## Work to complete
Rewrite the lines from the one containing "Someone asked me to find the black metal stand" up to and including the one containing "[0,271,378,511]" as a numbered list, leaving out blank lines. Omit any pictures from your answer.

─── Listing ───

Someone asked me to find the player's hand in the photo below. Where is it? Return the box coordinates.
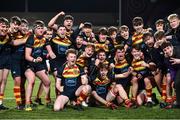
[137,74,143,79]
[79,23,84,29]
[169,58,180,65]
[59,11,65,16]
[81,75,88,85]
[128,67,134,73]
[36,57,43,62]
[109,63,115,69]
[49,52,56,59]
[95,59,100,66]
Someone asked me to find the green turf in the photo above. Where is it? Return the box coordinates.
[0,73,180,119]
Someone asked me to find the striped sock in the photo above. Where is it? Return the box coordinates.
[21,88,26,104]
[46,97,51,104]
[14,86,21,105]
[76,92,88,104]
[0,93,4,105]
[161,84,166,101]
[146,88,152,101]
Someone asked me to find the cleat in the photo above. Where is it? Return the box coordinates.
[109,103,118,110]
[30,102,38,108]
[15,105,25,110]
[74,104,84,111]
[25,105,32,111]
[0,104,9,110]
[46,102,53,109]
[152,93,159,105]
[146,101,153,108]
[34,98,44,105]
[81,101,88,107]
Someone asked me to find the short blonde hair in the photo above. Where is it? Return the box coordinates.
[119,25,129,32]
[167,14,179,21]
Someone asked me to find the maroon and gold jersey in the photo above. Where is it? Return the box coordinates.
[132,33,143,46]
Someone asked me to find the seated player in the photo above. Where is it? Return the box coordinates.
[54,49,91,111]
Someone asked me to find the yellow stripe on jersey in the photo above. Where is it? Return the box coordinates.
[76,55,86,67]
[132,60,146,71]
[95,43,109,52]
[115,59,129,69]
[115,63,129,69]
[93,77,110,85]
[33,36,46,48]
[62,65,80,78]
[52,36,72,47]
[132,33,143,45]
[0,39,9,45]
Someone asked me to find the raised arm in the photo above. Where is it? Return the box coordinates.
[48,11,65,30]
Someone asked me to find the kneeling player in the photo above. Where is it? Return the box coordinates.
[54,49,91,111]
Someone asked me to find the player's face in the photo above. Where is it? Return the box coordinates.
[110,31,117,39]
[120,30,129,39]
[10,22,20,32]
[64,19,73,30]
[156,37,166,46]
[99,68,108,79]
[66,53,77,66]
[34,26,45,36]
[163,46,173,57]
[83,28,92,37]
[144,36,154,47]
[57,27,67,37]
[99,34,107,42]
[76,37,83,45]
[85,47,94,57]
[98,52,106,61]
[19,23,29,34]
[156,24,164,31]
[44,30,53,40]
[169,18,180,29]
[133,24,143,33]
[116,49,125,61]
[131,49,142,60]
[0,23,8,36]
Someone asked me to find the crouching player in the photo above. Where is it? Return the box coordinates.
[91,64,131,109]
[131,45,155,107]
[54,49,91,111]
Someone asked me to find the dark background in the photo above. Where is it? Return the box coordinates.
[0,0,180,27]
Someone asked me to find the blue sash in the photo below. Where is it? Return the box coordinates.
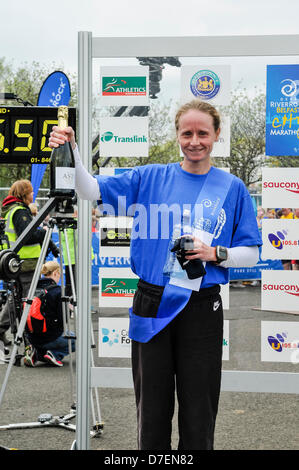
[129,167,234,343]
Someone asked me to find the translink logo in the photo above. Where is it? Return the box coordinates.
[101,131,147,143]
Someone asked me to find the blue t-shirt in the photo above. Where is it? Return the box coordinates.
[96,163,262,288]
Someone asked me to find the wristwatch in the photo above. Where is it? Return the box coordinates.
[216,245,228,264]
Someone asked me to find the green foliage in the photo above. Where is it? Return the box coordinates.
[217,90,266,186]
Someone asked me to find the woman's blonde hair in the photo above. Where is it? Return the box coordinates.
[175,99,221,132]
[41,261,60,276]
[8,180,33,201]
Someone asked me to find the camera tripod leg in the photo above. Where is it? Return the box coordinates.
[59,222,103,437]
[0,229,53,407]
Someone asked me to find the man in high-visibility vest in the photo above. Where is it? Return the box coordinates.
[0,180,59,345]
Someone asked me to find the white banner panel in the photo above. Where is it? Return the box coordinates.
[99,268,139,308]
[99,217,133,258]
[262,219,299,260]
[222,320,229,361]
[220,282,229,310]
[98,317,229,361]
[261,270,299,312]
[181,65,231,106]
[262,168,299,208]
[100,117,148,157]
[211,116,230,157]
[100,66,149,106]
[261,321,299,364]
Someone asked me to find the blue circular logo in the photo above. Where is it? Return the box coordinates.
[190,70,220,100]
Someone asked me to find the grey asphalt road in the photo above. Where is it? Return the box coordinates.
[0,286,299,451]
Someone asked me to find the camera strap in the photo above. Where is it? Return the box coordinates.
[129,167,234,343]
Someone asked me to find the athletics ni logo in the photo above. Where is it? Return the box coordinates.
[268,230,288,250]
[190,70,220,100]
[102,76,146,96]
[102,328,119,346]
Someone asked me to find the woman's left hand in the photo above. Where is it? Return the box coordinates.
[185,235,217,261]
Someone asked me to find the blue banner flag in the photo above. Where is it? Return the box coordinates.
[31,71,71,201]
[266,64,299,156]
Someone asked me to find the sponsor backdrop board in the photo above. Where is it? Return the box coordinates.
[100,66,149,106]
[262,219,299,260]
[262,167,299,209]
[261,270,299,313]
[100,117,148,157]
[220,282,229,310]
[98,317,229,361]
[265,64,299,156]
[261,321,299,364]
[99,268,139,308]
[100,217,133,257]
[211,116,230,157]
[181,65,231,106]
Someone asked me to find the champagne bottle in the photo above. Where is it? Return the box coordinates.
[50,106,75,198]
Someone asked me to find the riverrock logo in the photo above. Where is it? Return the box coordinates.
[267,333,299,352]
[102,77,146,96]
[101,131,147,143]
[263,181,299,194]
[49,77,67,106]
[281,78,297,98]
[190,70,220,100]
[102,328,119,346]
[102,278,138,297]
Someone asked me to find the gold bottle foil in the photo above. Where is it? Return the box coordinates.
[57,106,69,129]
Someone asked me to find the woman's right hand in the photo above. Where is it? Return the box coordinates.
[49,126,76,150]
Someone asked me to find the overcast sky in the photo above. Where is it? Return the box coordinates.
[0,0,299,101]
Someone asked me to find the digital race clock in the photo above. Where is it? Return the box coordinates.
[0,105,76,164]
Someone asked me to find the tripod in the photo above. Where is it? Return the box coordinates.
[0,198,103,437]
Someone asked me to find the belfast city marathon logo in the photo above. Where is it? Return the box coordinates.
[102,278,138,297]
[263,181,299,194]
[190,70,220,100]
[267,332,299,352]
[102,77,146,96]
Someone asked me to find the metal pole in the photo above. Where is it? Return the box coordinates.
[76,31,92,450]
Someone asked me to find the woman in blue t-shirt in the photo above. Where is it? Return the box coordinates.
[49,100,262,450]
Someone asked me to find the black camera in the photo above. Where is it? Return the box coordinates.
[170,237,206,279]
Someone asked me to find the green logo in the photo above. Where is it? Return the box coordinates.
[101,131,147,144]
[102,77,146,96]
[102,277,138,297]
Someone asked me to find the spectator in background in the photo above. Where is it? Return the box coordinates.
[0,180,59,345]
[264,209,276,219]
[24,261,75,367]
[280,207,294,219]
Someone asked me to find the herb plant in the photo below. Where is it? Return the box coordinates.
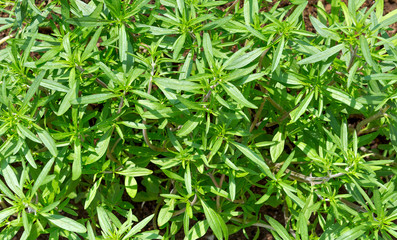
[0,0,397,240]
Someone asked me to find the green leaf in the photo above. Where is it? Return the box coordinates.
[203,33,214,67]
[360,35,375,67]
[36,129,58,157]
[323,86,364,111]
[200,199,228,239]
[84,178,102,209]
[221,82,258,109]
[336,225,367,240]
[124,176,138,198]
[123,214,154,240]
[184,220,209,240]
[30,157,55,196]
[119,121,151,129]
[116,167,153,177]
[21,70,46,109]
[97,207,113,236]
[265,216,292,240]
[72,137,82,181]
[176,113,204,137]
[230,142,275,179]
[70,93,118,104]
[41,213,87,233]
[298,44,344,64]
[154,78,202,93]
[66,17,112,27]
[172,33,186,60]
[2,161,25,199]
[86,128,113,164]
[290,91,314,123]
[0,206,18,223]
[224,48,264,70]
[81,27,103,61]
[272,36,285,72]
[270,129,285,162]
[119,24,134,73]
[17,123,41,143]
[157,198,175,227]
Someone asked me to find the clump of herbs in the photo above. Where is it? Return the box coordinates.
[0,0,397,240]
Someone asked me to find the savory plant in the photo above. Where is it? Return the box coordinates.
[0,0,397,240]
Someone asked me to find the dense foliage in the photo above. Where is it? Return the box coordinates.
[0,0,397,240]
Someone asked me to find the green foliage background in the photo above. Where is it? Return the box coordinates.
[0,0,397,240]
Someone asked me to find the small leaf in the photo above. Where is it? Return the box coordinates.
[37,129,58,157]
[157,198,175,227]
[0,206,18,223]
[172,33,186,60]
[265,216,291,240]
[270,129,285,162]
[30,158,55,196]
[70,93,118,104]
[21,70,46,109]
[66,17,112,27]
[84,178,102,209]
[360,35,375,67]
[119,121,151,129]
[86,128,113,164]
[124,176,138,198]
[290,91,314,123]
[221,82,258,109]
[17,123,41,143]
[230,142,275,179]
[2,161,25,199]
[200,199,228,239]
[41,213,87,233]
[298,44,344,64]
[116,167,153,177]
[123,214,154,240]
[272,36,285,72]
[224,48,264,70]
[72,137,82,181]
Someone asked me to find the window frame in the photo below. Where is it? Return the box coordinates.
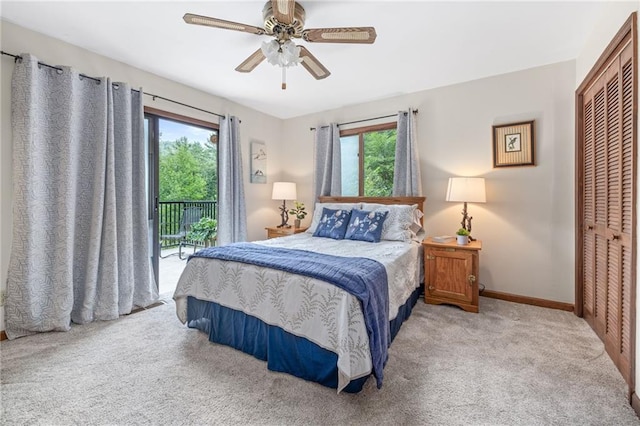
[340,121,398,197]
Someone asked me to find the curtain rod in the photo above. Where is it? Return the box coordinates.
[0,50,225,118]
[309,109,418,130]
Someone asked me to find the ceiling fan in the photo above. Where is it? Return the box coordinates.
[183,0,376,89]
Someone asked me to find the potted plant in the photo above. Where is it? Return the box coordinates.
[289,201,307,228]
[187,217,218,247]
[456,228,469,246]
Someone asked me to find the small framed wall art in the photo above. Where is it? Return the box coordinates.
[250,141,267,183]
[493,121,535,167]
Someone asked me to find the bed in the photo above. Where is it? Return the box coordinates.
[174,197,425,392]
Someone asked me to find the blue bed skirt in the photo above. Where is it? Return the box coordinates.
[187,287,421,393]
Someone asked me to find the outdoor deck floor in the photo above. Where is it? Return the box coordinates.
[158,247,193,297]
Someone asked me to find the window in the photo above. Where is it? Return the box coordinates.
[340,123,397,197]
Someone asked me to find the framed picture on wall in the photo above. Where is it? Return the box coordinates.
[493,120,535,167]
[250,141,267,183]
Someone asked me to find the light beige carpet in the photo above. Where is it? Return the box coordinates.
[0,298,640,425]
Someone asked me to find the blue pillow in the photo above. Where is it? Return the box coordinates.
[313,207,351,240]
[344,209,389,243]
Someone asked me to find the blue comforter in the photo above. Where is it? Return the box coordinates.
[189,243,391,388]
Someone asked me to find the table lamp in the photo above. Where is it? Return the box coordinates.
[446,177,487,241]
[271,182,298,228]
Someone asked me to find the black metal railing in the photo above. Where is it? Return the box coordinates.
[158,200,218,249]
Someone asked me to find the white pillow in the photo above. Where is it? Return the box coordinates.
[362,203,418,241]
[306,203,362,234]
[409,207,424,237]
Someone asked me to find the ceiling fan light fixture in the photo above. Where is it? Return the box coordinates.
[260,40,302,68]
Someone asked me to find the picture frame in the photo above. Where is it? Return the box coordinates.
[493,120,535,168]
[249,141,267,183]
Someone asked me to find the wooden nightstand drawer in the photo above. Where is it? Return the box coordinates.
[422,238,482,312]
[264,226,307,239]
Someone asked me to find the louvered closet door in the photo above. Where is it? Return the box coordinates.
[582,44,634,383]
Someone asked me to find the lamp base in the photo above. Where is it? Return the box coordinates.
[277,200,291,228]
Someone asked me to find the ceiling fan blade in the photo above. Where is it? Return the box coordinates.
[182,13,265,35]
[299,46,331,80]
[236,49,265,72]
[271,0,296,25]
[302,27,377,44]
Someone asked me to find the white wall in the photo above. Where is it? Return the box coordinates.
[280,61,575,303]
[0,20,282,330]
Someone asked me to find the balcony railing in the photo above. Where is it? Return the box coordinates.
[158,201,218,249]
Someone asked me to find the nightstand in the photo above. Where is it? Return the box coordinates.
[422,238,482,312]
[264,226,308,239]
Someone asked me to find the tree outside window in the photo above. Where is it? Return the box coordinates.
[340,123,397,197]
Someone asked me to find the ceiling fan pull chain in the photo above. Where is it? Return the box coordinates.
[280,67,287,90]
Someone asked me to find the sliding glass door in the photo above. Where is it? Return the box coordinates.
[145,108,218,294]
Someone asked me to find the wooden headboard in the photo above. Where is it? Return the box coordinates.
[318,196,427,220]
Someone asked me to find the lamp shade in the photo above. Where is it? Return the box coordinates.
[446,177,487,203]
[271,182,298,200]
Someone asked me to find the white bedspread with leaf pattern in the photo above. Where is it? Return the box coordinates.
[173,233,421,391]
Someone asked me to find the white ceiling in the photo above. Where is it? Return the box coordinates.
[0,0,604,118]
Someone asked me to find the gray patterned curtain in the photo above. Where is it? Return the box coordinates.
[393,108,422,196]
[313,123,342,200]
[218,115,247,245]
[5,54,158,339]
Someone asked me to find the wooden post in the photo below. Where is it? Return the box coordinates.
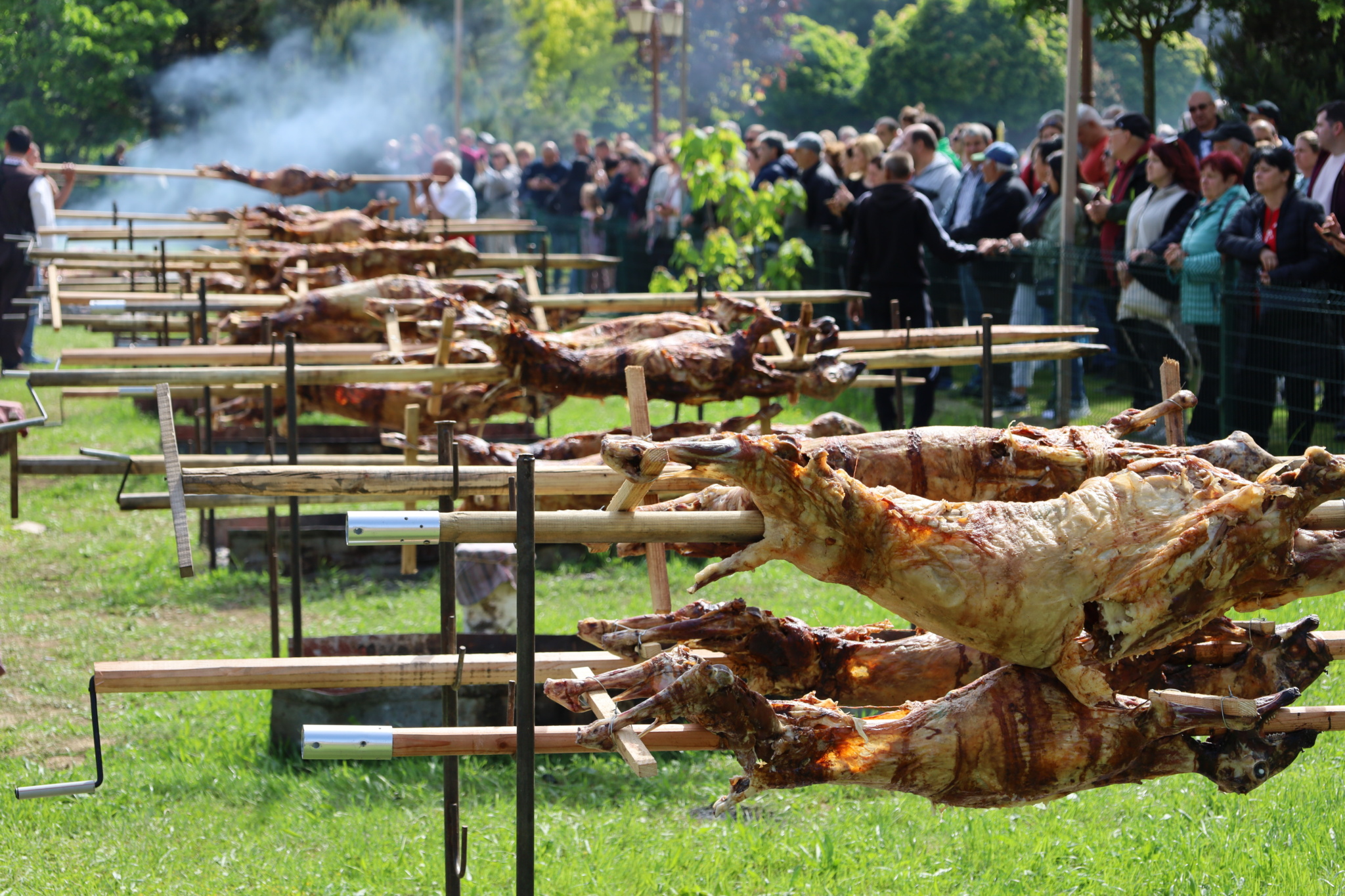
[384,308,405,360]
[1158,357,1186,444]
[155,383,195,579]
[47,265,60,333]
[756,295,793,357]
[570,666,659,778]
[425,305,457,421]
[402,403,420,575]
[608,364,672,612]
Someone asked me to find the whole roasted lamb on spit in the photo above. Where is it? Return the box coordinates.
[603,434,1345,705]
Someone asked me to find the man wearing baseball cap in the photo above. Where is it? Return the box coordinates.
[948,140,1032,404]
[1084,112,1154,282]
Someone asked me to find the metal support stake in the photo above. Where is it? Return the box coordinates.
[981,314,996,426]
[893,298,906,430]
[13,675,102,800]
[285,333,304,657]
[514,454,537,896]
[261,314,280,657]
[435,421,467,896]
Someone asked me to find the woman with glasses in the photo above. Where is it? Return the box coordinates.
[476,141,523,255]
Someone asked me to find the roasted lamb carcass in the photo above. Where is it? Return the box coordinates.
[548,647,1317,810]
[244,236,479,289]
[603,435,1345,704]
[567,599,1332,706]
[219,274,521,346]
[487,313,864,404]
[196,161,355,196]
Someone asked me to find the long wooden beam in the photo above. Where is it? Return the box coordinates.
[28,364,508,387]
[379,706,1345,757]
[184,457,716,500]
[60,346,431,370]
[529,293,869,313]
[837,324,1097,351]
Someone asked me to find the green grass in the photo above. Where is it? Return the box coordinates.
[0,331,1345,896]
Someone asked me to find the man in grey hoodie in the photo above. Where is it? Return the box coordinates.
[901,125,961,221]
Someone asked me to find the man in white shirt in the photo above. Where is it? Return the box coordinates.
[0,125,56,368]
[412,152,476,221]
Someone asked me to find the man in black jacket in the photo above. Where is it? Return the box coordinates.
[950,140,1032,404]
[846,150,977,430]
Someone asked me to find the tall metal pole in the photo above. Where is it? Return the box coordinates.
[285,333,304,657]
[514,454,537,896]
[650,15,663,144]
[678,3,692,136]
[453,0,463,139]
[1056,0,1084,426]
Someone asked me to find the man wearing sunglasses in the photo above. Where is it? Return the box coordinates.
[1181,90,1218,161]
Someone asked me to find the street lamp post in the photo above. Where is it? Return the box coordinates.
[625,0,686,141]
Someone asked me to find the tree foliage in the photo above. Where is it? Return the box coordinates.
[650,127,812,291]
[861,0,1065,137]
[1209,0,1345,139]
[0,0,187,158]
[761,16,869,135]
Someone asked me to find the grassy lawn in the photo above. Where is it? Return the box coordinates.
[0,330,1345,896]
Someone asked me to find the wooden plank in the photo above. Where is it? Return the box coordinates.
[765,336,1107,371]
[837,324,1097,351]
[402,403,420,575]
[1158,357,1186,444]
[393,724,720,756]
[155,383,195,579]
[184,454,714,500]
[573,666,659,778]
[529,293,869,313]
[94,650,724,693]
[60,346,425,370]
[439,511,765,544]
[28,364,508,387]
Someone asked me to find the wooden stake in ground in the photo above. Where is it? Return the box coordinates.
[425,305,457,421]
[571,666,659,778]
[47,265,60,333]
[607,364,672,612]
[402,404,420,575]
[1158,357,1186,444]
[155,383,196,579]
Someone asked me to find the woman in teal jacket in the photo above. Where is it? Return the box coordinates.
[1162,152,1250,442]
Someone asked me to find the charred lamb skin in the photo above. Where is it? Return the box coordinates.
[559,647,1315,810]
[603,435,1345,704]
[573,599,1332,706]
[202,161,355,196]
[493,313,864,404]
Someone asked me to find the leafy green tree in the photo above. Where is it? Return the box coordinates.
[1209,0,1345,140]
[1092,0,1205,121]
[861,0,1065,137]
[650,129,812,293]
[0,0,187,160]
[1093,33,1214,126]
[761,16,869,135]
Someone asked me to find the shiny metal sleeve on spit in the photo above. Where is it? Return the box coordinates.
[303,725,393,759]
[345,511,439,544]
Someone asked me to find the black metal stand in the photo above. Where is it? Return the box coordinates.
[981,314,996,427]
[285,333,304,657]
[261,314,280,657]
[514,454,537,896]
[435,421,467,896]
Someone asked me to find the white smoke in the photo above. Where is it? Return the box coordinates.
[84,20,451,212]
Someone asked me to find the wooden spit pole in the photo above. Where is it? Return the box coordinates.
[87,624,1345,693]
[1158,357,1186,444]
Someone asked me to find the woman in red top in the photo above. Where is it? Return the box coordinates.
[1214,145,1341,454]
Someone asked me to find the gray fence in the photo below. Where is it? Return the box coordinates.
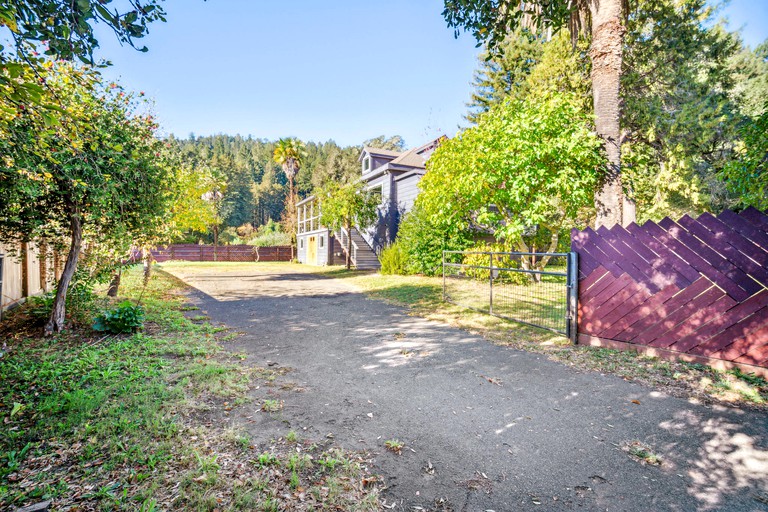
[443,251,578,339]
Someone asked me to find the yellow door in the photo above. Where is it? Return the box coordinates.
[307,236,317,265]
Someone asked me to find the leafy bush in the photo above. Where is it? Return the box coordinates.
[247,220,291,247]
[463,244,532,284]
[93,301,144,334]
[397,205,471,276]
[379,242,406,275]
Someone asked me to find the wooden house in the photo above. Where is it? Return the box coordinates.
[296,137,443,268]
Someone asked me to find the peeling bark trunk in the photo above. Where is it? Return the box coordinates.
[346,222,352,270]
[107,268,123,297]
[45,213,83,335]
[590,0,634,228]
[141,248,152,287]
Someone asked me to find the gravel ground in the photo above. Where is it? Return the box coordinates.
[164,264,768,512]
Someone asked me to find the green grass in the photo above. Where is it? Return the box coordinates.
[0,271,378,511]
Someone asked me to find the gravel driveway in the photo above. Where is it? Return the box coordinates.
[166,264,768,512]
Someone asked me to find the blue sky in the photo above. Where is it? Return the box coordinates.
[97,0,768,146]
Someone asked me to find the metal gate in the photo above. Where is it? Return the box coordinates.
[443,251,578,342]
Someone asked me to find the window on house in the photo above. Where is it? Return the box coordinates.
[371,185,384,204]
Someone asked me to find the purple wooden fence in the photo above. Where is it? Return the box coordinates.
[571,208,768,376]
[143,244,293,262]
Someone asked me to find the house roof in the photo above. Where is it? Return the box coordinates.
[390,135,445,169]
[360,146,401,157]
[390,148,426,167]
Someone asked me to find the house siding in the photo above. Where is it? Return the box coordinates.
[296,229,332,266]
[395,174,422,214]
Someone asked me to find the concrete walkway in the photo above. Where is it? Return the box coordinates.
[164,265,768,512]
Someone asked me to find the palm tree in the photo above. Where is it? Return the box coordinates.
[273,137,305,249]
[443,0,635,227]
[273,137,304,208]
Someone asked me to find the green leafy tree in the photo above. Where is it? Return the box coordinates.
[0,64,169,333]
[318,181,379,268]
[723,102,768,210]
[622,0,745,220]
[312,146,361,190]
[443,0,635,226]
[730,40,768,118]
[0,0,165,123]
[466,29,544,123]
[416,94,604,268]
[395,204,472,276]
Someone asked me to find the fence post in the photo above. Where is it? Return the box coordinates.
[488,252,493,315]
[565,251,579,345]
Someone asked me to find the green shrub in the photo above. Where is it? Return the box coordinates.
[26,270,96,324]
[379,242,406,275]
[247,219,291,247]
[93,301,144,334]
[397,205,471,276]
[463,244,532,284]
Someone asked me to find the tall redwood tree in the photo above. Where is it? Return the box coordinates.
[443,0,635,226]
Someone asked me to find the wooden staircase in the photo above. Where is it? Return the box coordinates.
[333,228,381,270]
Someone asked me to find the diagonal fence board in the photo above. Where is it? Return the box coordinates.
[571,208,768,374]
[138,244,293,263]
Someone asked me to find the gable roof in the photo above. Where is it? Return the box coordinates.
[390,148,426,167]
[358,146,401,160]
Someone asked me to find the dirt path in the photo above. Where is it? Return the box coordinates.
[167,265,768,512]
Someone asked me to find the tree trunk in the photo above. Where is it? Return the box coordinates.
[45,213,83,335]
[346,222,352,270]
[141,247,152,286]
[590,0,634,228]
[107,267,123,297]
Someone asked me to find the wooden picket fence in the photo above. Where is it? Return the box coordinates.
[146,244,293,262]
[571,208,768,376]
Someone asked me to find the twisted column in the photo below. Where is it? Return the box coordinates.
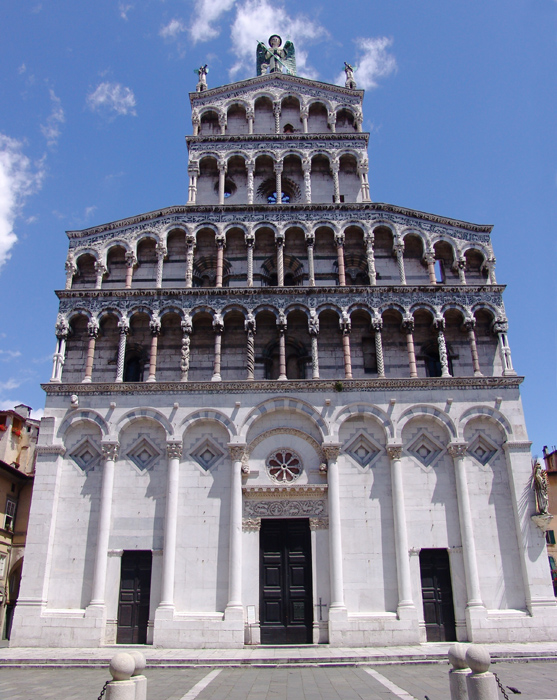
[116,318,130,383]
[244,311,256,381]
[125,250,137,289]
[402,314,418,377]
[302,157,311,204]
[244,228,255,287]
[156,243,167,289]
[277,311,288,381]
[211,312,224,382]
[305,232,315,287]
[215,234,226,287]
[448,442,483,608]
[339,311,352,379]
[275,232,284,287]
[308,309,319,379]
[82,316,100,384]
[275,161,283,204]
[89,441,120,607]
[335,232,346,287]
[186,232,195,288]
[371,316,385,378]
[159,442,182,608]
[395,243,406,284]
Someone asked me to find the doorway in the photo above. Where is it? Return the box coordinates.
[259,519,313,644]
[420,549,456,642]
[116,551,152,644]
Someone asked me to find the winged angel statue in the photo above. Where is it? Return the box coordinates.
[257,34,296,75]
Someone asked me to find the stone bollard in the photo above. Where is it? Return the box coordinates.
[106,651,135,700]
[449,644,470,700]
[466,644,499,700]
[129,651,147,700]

───

## Problem solution
1. Someone asked me to find the black metal stand in the photo above. Where is it? Return the box coordinates.
2. [981,314,996,427]
3. [285,333,304,657]
4. [261,314,280,657]
5. [514,454,537,896]
6. [435,421,467,896]
7. Someone asked me to find the white smoke in the photo above. Where is it? Return the box coordinates.
8. [84,20,451,212]
9. Someone asked me to find the wooden spit pole in the photo above. Where is it? Return the box coordinates.
10. [87,624,1345,693]
11. [1158,357,1186,444]
12. Someone asked me to find the woman in red top in the photo above. Where is it? Return the box coordinates.
13. [1214,145,1341,454]
14. Someone asked me to find the gray fence in the photo below. Where is it? Return the box coordinates.
15. [443,251,578,339]
16. Someone asked me to find the yellow door in the photo above. Where is it? Return the box coordinates.
17. [307,236,317,265]
18. Someone asked me to find the leafy bush in the photo above. Where is it? Return the box coordinates.
19. [247,220,291,247]
20. [463,244,532,284]
21. [93,301,144,334]
22. [397,205,471,276]
23. [379,242,406,275]
24. Someone asked me to find the wooden house in the photo above. Where is it? Return the box coordinates.
25. [296,137,443,268]
26. Someone asked me to find the peeling bark trunk in the photo above. Where is it? Return the box coordinates.
27. [346,222,352,270]
28. [107,268,123,297]
29. [45,213,83,335]
30. [590,0,634,228]
31. [141,248,152,287]
32. Someone asked me to find the gravel ground in the photo above. Where is it? Return the box coordinates.
33. [164,264,768,512]
34. Someone asked me to find the green grass in the photo above. Where is it? Return the box coordinates.
35. [0,271,378,511]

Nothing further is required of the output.